Task goal: Everything in the records below should be printed exactly, except the pictures.

Dataset entries:
※ ※ ※
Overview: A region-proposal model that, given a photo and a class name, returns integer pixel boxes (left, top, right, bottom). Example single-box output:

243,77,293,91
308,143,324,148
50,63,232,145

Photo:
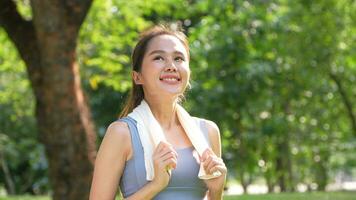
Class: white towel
128,100,221,180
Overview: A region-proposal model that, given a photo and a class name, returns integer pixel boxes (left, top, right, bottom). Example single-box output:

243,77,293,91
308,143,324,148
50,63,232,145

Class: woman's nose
164,60,177,72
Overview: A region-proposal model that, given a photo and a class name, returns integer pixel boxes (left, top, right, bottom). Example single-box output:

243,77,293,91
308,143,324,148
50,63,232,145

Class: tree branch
329,72,356,137
64,0,93,27
0,0,29,43
29,0,93,43
0,0,42,89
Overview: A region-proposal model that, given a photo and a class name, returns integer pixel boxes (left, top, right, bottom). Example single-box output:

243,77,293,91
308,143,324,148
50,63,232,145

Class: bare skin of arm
89,121,178,200
202,120,227,200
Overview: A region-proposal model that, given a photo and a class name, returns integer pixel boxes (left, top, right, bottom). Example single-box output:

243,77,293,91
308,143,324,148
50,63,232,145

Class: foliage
0,29,48,194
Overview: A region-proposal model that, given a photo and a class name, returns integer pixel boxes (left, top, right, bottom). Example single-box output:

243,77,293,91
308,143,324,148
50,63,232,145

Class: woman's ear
132,71,143,85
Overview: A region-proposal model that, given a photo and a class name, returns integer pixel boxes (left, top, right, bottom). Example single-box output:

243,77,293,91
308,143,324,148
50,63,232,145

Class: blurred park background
0,0,356,199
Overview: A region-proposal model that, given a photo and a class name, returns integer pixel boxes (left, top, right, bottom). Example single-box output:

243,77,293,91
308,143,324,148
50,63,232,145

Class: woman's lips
159,74,181,84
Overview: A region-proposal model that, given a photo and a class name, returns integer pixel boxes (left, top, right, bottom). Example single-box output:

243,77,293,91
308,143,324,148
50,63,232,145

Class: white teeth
162,78,178,81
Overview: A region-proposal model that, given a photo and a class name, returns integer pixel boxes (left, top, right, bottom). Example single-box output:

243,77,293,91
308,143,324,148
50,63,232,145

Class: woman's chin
159,88,184,98
159,85,183,94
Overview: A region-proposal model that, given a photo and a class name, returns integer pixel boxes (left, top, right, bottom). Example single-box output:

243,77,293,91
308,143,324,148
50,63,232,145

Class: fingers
161,150,178,169
158,146,178,158
162,155,177,169
203,156,218,173
153,141,178,170
202,148,215,161
202,149,226,175
205,157,225,174
154,141,177,155
209,165,227,175
154,141,170,154
205,156,215,171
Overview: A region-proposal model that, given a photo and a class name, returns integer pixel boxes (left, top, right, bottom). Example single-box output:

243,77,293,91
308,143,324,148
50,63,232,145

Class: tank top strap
117,117,144,162
117,117,149,193
193,117,211,147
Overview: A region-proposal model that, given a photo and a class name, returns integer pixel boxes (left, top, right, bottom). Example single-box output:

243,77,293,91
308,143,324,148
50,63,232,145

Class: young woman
89,25,227,200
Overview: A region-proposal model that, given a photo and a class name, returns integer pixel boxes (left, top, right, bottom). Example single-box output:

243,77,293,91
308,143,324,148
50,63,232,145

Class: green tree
0,1,96,199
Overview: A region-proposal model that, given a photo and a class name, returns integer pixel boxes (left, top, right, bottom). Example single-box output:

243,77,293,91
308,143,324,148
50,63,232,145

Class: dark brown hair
119,24,190,118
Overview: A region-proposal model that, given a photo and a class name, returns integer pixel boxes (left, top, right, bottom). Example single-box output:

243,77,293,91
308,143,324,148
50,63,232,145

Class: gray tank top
118,117,210,200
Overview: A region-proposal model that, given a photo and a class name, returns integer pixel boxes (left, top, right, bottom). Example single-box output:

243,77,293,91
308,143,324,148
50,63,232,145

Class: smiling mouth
159,72,181,82
159,77,181,81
※ ※ ※
Solution below:
Overview: A region-proposal model that, given a photo and a class name, returns integer pixel boxes (left, top, right, bottom). Example single-box output:

243,77,293,91
308,143,324,148
50,63,232,145

Photo:
Class: white towel
128,100,221,180
Overview: A region-proposal model that, given a photo and a class name, returns integer pixel boxes (left, top, right, bottom). Example single-box output:

243,77,293,91
308,143,324,148
50,63,232,145

Class: woman's nose
164,60,177,72
Overview: A region-proposal model that, given a photo and a class name, returns integer pixel boxes (left, top, right, bottom). Example single-box output:

243,77,293,91
308,143,324,148
50,63,232,145

Class: tree branch
329,72,356,137
64,0,93,27
0,0,29,43
29,0,93,43
0,0,42,89
Overview: A region-proposal model that, given a photo and a class name, returns integer pixel boxes (left, top, right, bottom). Example single-box output:

243,77,293,91
308,143,324,148
50,63,232,145

Class: bare skin of arm
89,121,178,200
202,120,227,200
Overview: A region-proposal model that, given a photo and a class name, returns integer pixel boxes (left, top, right, bottom). Example single-box output:

243,77,293,91
308,143,324,148
50,63,232,145

Class: foliage
0,29,48,194
Overview: A region-proposal model that, given a photo and a class name, returns integer pixel boxes (left, top, right, bottom). Example single-box output:

243,77,293,91
308,143,324,148
50,63,232,145

Class: woman's ear
132,71,143,85
Overview: A region-proposal model that, given a photo and a class name, returns integer pixel boxes (left, top, right, bottom). Example single-box output:

243,77,293,91
308,143,324,148
50,63,232,145

Class: blurred park background
0,0,356,199
Overview: A region-proposal model that, given a photo and a class name, returns integer pixel boxes (left, top, right, bottom). Example single-box output:

243,77,293,91
308,143,324,148
50,63,232,145

Class: woman's lips
159,74,181,84
Overview: A region-proposal model that, given a photo and a class name, returns integer pixel boxes (left, top, right, bottom). Example single-box output:

243,77,293,91
308,143,324,148
50,63,232,145

Class: white teeth
162,78,178,81
Overview: A region-proposal model that, given a photo and a class name, returns integer pixel boxes (left, top, right, bottom). Example single-box output:

243,77,293,91
308,143,324,148
50,63,232,145

Class: woman's chin
159,88,184,98
159,85,183,94
Overview: A region-proposal model that, given a photo and a class name, returns integer pixel boxes (left, top, right, bottom). Example single-box output:

243,77,293,91
308,143,324,148
50,63,232,145

Class: fingers
161,150,178,169
158,146,178,158
162,155,177,169
203,156,218,173
153,141,178,170
202,148,215,161
202,149,226,175
205,157,225,174
154,141,177,155
209,165,227,175
154,141,170,154
205,156,215,171
Overview: A region-proposal model that, given a photo and a class name, returns integer pixel boxes (left, top, right, bottom). Example single-box output:

243,77,293,91
308,143,324,148
50,63,232,145

Class: tank top strap
117,117,144,162
117,117,149,193
193,117,211,147
Overview: A region-proposal model that, given a photo and a class name, returns integer pixel boxes (left, top, right, bottom). Example single-box output:

243,77,293,91
308,143,324,148
50,63,232,145

Class: young woman
89,25,227,200
Overview: A region-proposal model that, given a photo and a class name, returns integer pixel boxes (left, top, right, bottom). Example single-box output:

243,77,293,91
308,143,324,148
50,63,232,145

Class: green tree
0,1,96,199
Overview: A region-proposal model that, given a photo and a class name, returns integer pixel boxes (left, top, right, bottom). Example single-box output:

243,77,293,91
308,143,324,148
50,63,232,145

Class: dark brown hair
119,24,190,118
Overview: A region-proposal model that, given a photo and a class name, returns integer pixel boxes (left, top, right, bottom). Example single-box output:

243,77,293,91
308,143,324,148
50,63,232,145

Class: gray tank top
118,117,210,200
Overview: A region-proposal model that, given a photo and a class name, returns integer pixel boxes (left, top, right, bottom). Example single-box output:

243,77,293,91
308,143,324,148
50,63,232,145

Class: smiling mouth
159,72,181,82
159,77,181,81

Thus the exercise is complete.